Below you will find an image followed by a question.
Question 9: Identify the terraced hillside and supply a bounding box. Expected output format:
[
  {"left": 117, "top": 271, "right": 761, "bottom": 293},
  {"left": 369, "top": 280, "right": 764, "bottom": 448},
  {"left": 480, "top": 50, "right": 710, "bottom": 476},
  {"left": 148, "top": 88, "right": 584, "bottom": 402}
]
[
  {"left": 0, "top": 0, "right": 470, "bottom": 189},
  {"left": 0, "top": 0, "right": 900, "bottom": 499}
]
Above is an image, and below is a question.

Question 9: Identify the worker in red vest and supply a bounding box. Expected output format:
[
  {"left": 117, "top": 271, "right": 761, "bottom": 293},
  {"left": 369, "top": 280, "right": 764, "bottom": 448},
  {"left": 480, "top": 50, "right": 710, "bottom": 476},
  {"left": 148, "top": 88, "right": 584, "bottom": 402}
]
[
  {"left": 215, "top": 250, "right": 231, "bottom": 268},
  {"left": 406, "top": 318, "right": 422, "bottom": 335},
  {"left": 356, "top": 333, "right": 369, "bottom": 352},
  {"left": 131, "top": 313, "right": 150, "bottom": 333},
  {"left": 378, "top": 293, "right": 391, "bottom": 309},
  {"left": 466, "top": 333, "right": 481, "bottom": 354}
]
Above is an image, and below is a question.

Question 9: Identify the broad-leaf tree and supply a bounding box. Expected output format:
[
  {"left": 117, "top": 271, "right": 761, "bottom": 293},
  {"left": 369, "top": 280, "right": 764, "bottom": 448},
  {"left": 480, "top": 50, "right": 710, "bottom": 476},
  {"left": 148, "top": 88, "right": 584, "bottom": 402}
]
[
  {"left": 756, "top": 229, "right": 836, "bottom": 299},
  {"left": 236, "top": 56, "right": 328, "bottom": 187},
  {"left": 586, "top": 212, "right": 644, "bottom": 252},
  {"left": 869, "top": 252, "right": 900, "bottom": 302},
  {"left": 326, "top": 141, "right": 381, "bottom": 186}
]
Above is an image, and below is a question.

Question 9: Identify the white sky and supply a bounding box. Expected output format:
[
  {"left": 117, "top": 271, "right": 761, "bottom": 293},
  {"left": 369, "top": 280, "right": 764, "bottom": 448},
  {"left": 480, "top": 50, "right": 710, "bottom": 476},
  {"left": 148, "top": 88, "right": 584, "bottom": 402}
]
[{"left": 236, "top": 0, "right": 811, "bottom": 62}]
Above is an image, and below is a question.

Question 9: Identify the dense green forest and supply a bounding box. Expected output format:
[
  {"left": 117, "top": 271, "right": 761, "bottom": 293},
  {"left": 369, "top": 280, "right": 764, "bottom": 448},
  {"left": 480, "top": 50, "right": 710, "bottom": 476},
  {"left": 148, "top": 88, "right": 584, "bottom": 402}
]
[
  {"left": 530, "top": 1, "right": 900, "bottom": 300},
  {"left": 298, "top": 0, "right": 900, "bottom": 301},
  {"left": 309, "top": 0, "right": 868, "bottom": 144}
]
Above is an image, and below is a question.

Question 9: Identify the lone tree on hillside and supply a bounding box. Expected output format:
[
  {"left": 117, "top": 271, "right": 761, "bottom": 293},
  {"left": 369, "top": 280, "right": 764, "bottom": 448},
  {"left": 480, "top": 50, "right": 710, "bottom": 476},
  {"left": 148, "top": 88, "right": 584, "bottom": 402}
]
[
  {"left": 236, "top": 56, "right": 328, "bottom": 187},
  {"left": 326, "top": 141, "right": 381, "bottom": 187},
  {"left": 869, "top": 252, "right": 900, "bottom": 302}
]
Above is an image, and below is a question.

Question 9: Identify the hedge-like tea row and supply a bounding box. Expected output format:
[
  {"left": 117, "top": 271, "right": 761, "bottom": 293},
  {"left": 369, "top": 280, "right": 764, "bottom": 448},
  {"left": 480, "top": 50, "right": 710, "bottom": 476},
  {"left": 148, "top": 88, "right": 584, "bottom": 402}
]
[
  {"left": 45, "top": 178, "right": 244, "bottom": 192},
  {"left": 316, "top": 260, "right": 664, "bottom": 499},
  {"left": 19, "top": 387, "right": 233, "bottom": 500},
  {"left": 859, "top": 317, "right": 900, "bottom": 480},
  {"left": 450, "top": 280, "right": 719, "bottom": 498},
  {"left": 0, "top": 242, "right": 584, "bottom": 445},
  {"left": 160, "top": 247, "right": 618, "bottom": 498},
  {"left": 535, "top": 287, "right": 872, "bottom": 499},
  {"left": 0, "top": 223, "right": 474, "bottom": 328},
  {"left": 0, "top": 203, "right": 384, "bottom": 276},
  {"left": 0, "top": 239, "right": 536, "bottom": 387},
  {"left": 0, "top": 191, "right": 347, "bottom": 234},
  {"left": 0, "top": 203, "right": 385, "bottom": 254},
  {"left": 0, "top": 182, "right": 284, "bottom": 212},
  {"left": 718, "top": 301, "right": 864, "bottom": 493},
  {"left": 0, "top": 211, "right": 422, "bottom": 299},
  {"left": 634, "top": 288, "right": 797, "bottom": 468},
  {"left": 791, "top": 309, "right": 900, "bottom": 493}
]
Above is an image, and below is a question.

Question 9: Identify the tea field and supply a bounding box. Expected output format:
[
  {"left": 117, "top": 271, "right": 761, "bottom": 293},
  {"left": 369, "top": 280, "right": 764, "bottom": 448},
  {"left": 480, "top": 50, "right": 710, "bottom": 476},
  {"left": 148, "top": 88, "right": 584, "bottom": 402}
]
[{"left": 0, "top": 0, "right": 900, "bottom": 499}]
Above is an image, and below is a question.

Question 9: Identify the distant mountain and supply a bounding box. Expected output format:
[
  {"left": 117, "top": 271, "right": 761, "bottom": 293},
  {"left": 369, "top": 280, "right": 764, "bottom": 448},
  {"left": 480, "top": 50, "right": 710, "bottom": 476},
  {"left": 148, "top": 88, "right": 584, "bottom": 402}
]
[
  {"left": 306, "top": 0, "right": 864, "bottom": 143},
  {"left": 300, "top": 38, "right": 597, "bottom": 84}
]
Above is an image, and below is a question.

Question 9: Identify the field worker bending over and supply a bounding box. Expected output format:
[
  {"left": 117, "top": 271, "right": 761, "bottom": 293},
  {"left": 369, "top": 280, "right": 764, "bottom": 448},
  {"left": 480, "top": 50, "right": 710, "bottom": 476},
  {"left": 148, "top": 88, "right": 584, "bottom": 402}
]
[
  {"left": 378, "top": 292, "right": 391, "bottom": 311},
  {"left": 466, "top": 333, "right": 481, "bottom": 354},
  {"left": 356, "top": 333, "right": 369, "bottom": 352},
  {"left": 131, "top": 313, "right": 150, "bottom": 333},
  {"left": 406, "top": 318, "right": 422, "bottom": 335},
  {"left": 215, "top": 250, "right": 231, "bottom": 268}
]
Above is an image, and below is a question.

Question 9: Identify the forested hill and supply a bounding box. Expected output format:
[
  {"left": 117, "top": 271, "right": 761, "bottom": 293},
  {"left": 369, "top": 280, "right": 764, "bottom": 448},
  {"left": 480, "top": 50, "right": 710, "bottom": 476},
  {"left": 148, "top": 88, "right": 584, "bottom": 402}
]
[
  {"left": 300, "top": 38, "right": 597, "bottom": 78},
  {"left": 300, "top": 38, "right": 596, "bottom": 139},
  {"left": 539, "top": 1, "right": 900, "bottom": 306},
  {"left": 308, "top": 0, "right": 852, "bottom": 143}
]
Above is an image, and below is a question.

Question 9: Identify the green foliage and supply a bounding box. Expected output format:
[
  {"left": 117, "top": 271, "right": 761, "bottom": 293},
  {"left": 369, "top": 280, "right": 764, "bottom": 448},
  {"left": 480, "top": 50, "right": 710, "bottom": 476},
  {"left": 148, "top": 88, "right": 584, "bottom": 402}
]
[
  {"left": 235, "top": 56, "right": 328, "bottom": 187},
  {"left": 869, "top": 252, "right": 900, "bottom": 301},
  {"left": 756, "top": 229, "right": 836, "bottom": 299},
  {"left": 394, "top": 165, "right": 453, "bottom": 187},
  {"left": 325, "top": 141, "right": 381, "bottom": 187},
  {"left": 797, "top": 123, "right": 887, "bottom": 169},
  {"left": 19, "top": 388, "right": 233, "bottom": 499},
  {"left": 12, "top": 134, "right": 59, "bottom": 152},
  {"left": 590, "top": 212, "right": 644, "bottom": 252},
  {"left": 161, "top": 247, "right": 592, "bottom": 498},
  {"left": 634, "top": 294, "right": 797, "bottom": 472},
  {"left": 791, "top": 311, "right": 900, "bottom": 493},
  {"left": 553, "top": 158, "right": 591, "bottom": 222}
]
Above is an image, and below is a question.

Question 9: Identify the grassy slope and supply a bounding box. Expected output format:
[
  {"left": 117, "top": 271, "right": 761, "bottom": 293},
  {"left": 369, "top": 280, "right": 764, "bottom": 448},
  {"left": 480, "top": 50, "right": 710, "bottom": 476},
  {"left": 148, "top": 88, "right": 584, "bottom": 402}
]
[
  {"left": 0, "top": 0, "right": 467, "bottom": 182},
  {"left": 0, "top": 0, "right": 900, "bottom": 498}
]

◆ TASK:
Please state how many lines of the listing above contain the string "green", treating uppercase and lowercase as different. Reply with the number only.

◆ PROBLEM SOLUTION:
2